### Instructions to follow
Update the records from the line with "pixel 323 395." to the line with "pixel 138 143", replacing "overhead wire" with "utility cable" and leaving everything else unchanged.

(Stored items)

★ ★ ★ ★ ★ ★ ★

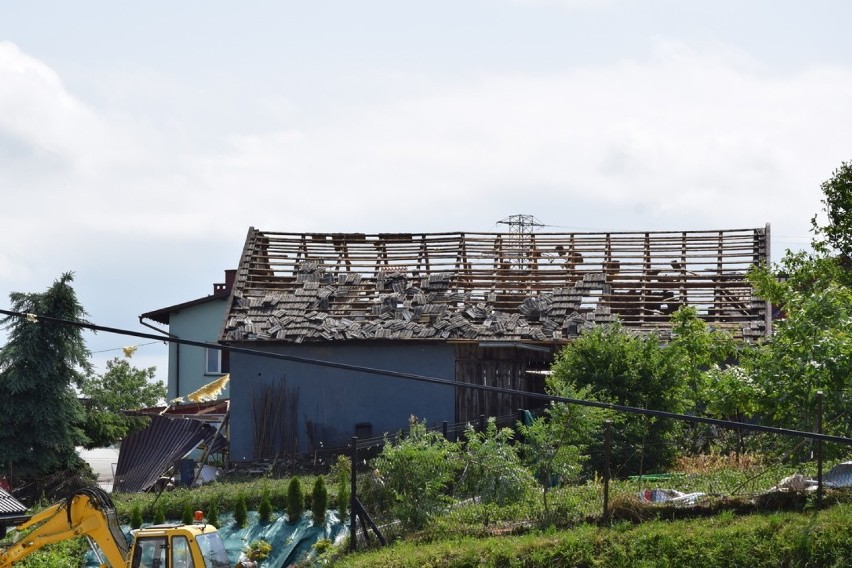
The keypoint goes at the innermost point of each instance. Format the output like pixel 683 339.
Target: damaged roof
pixel 539 287
pixel 12 511
pixel 147 454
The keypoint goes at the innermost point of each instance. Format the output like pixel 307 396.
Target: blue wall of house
pixel 335 400
pixel 201 322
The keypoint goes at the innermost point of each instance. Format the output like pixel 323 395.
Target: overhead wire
pixel 440 381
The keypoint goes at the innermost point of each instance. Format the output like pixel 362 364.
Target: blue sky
pixel 138 143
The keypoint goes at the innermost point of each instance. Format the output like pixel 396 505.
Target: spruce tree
pixel 39 366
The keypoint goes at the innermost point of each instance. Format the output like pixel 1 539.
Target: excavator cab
pixel 178 546
pixel 89 512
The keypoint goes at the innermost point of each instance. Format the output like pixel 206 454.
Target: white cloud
pixel 694 137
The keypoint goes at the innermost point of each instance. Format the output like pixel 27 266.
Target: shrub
pixel 418 471
pixel 257 550
pixel 493 472
pixel 342 471
pixel 213 514
pixel 319 502
pixel 295 500
pixel 136 517
pixel 241 512
pixel 265 509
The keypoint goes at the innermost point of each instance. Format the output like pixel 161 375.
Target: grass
pixel 569 532
pixel 813 539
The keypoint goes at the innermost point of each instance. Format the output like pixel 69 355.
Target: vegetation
pixel 136 517
pixel 416 473
pixel 159 514
pixel 213 514
pixel 295 500
pixel 532 495
pixel 319 500
pixel 257 550
pixel 341 471
pixel 264 511
pixel 121 387
pixel 40 365
pixel 241 511
pixel 759 541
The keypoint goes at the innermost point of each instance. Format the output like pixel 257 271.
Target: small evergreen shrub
pixel 342 470
pixel 241 512
pixel 295 500
pixel 265 509
pixel 213 515
pixel 136 517
pixel 319 501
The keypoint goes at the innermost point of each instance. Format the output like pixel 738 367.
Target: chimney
pixel 223 288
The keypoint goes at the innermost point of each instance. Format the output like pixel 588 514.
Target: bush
pixel 213 514
pixel 319 501
pixel 418 471
pixel 493 472
pixel 265 509
pixel 295 500
pixel 136 517
pixel 241 512
pixel 257 550
pixel 342 471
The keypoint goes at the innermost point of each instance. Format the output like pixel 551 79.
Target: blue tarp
pixel 290 541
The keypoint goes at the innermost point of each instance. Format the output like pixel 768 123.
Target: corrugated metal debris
pixel 9 506
pixel 490 286
pixel 146 455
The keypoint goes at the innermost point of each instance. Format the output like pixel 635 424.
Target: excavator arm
pixel 89 512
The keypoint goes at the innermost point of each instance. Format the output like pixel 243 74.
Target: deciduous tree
pixel 122 387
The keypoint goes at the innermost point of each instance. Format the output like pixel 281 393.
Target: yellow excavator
pixel 90 513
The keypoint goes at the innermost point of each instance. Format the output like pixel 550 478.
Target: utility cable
pixel 439 381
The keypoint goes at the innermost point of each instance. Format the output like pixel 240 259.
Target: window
pixel 216 362
pixel 150 552
pixel 181 555
pixel 213 550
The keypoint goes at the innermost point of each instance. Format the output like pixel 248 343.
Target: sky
pixel 140 141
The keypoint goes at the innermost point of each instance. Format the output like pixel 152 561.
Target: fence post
pixel 353 498
pixel 819 448
pixel 607 444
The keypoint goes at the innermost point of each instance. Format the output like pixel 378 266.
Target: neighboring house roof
pixel 541 287
pixel 221 291
pixel 163 315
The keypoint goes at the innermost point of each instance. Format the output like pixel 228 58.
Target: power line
pixel 34 318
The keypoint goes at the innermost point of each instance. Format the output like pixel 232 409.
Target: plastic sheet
pixel 290 541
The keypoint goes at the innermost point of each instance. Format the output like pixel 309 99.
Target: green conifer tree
pixel 40 365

★ ★ ★ ★ ★ ★ ★

### Output
The keypoint goes at the innermost point of each instance. Format the output like pixel 323 395.
Target: utility cable
pixel 440 381
The keypoint goes at the innermost point of each instance. Format the output like pixel 362 364.
Target: blue sky
pixel 138 143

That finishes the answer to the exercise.